[Challenge]
Copy every entry below word for word, but leave the pictures out.

----- Record set -----

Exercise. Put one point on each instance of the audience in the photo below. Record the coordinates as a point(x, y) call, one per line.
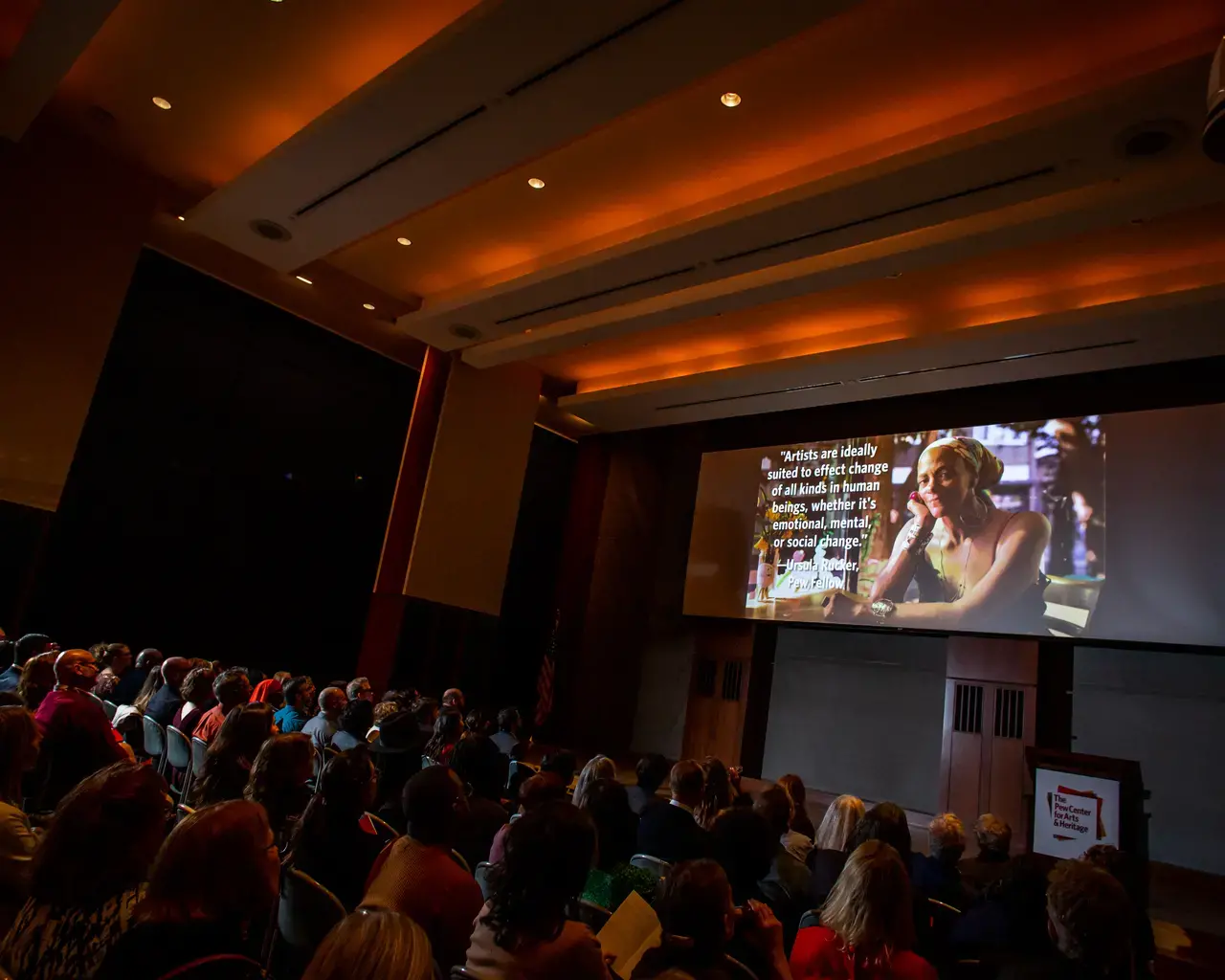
point(374, 945)
point(210, 893)
point(651, 770)
point(418, 875)
point(522, 932)
point(279, 774)
point(78, 736)
point(228, 762)
point(336, 843)
point(672, 832)
point(299, 699)
point(866, 926)
point(84, 887)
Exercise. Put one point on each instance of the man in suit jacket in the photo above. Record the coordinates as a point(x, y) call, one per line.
point(670, 832)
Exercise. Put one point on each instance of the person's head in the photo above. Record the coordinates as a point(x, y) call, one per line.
point(77, 669)
point(652, 772)
point(20, 738)
point(696, 909)
point(508, 721)
point(608, 804)
point(197, 686)
point(946, 838)
point(479, 764)
point(331, 702)
point(884, 822)
point(953, 473)
point(1089, 915)
point(687, 782)
point(598, 767)
point(103, 836)
point(357, 718)
point(219, 865)
point(359, 690)
point(299, 692)
point(777, 808)
point(869, 908)
point(993, 836)
point(745, 847)
point(547, 858)
point(434, 803)
point(374, 945)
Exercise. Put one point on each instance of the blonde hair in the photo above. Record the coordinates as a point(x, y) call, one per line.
point(375, 945)
point(869, 908)
point(838, 823)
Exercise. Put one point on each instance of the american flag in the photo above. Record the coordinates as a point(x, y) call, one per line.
point(544, 682)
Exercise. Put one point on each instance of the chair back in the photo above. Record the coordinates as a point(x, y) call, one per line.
point(154, 743)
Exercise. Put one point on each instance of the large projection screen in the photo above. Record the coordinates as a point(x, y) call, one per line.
point(1092, 527)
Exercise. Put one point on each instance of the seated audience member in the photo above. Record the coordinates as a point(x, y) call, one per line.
point(87, 874)
point(18, 752)
point(447, 733)
point(353, 724)
point(228, 762)
point(1090, 920)
point(832, 845)
point(598, 767)
point(534, 791)
point(482, 769)
point(210, 893)
point(30, 646)
point(866, 926)
point(232, 689)
point(359, 690)
point(672, 832)
point(323, 725)
point(197, 700)
point(522, 932)
point(299, 699)
point(652, 770)
point(936, 874)
point(507, 735)
point(374, 945)
point(279, 774)
point(612, 878)
point(993, 838)
point(78, 736)
point(115, 660)
point(336, 843)
point(699, 920)
point(166, 703)
point(132, 680)
point(419, 878)
point(37, 680)
point(801, 825)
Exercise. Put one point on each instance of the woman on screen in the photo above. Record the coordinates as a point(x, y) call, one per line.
point(975, 567)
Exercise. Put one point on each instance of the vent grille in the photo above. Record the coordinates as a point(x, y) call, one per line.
point(1010, 713)
point(968, 708)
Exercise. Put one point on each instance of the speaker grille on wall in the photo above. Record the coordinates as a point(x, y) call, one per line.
point(968, 708)
point(1010, 713)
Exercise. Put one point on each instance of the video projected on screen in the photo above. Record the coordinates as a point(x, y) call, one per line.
point(997, 528)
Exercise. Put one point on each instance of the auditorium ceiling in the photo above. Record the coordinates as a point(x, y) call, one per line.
point(903, 196)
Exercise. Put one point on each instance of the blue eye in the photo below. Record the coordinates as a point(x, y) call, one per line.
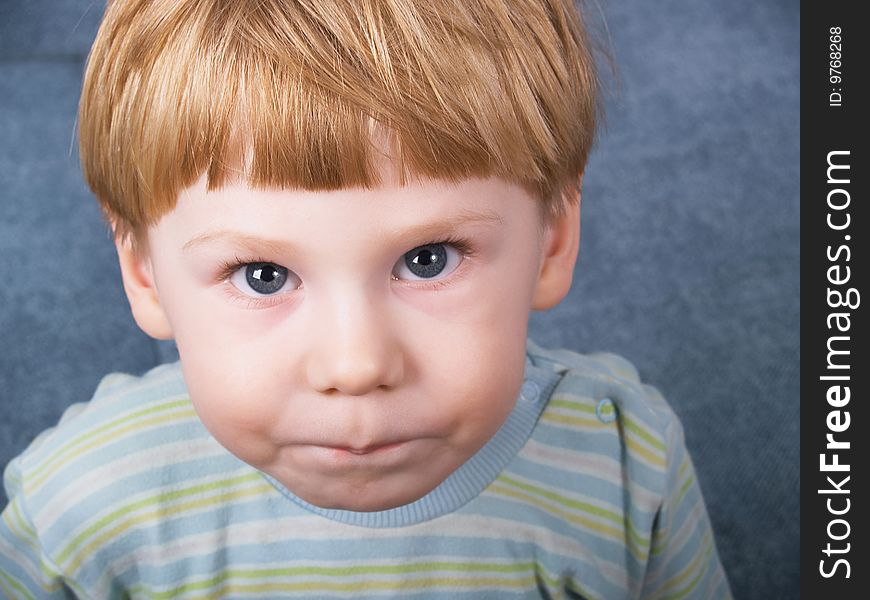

-----

[Worked answer]
Exercise. Put one point on each instance of the audience in the photo below. Record the coordinates as a point(x, y) call, one per line.
point(374, 945)
point(210, 893)
point(651, 770)
point(418, 875)
point(522, 932)
point(279, 774)
point(78, 736)
point(228, 762)
point(336, 843)
point(672, 832)
point(299, 699)
point(866, 926)
point(84, 887)
Exercise. Put one point on each instance of the man in suit jacket in the photo above. Record the coordinates as a point(x, y) call, one per line.
point(670, 832)
Exercise. Put one point on each instance of the person's head in the photo above. Record the coordinates as a point(x, y) call, one per line.
point(77, 669)
point(652, 772)
point(20, 738)
point(696, 909)
point(508, 721)
point(608, 804)
point(197, 686)
point(946, 838)
point(479, 764)
point(331, 702)
point(884, 822)
point(953, 473)
point(1089, 915)
point(687, 782)
point(598, 767)
point(103, 836)
point(357, 718)
point(219, 865)
point(359, 690)
point(299, 692)
point(777, 808)
point(869, 908)
point(993, 836)
point(745, 847)
point(547, 858)
point(434, 803)
point(374, 945)
Exercise. Put one point on each instance of the blonde hair in the photo above. Record the coordinates as a point(x, y) call, one per line.
point(375, 945)
point(869, 908)
point(838, 823)
Exercise. Put one point on each instance of the american flag in the photo above. Record the coordinates as a point(x, y) call, one per line.
point(544, 682)
Exercise. Put one point on each instance of the chair back in the photo above. Record the coordinates as a point(x, y) call, one per line.
point(154, 743)
Exercise. Put one point on each instance of the large projection screen in the photo above. Record the coordinates as a point(x, y) call, one per line.
point(1092, 527)
Exercise. Put one point on each instance of the seated audience member in the photo above. Record the coordinates as a point(x, y) call, one per line.
point(87, 874)
point(18, 752)
point(447, 733)
point(353, 724)
point(228, 762)
point(1090, 920)
point(832, 845)
point(598, 767)
point(534, 791)
point(482, 769)
point(210, 893)
point(30, 646)
point(866, 926)
point(232, 689)
point(359, 690)
point(672, 832)
point(323, 725)
point(197, 700)
point(522, 932)
point(299, 699)
point(652, 770)
point(936, 874)
point(507, 735)
point(374, 945)
point(279, 774)
point(612, 878)
point(993, 838)
point(78, 736)
point(115, 660)
point(336, 843)
point(699, 920)
point(166, 703)
point(132, 680)
point(419, 878)
point(37, 680)
point(801, 825)
Exercise. Put one point on each instance of the woman on screen in the photo above. Record the coordinates as a point(x, y) call, one per line.
point(975, 567)
Exercise. Put one point on each instance of the vent grille in the photo above. Record the coordinates as a point(x, y) call, one per line.
point(1010, 713)
point(968, 708)
Exercise. Put one point on each instance of the speaker grille on wall in the photo above. Record the coordinates as a point(x, y) call, one per line.
point(968, 708)
point(1010, 713)
Exercise. Put one point on each instance of the video projected on screen in the photo above. Record the coordinates as a point(x, y) call, one per line.
point(997, 528)
Exercise. Put one point on each instance of the auditorium ceiling in the photo above. Record the coordinates as a point(x, y) call, one per line.
point(903, 196)
Exercise. Put one point on each instance of the blue eye in the photo below. Record the coordinates as a point(x, y) call, one per line.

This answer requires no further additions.